**Document section:**
[Begin]

According to a feature of the invention, the stretching according to feature 1.4 and the thermofixing according to feature 1.5 are so carried out that the polymer filaments in the finished fleece have a degree of crystallinity of at least 50% at the centers of these filaments. Preferably, the filament diameter of the individual polymer filaments resulting from feature 1.2 is under 50 μm and most advantageously in the range of 15 to 30 μm.
Preferably the degree of crystallinity of the finished fleece is above 50%, most advantageously between 75 and 80%.
The polymer filaments emerge from the nozzle orifices of the spinneret with an amorphous structure. Surprisingly, the cooling and the stretching are so carried out that the solidified polymer filaments have only the indicated reduced degree of crystallinity which gives rise to substantial advantages.
The deposited polymer filaments can be passed through a calender to improve the bonding between the polymer filaments at their crossover points. In a preferred embodiment, point weld structures distributed over the longitudinal and transverse directions of the mat following the feature 1.3, have diameters of at least 1 mm and the mat is then passed through a calendar apparatus at least one roll of which is heated, whereupon the biaxial stretching (feature 1.4) and the thermal fixing (feature 1.5) are carried out.

[End]

Stored entries
[Begin]

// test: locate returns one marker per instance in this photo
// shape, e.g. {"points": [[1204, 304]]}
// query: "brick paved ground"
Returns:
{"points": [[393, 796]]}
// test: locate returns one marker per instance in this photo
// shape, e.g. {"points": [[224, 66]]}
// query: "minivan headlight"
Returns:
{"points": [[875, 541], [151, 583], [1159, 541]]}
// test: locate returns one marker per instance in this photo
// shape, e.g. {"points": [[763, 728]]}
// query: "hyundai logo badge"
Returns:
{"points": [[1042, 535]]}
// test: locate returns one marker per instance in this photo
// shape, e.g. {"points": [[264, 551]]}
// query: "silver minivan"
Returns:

[End]

**Given task A:**
Quote the passage on polymer filament fleece from "According to a" up to and including "15 to 30 μm.".
**Given task B:**
Rewrite all the stored entries with "query" switched to "target" and nothing else changed.

**Exercise solution A:**
According to a feature of the invention, the stretching according to feature 1.4 and the thermofixing according to feature 1.5 are so carried out that the polymer filaments in the finished fleece have a degree of crystallinity of at least 50% at the centers of these filaments. Preferably, the filament diameter of the individual polymer filaments resulting from feature 1.2 is under 50 μm and most advantageously in the range of 15 to 30 μm.

**Exercise solution B:**
// test: locate returns one marker per instance in this photo
// shape, e.g. {"points": [[1204, 304]]}
// target: "brick paved ground"
Returns:
{"points": [[393, 796]]}
// test: locate returns one marker per instance in this photo
// shape, e.g. {"points": [[224, 66]]}
// target: "minivan headlight"
Returns:
{"points": [[875, 541], [151, 583], [1159, 541]]}
// test: locate returns one marker per instance in this photo
// shape, e.g. {"points": [[763, 728]]}
// target: "hyundai logo badge"
Returns:
{"points": [[1042, 535]]}
// test: locate returns one marker per instance in this photo
// shape, e.g. {"points": [[264, 551]]}
// target: "silver minivan"
Returns:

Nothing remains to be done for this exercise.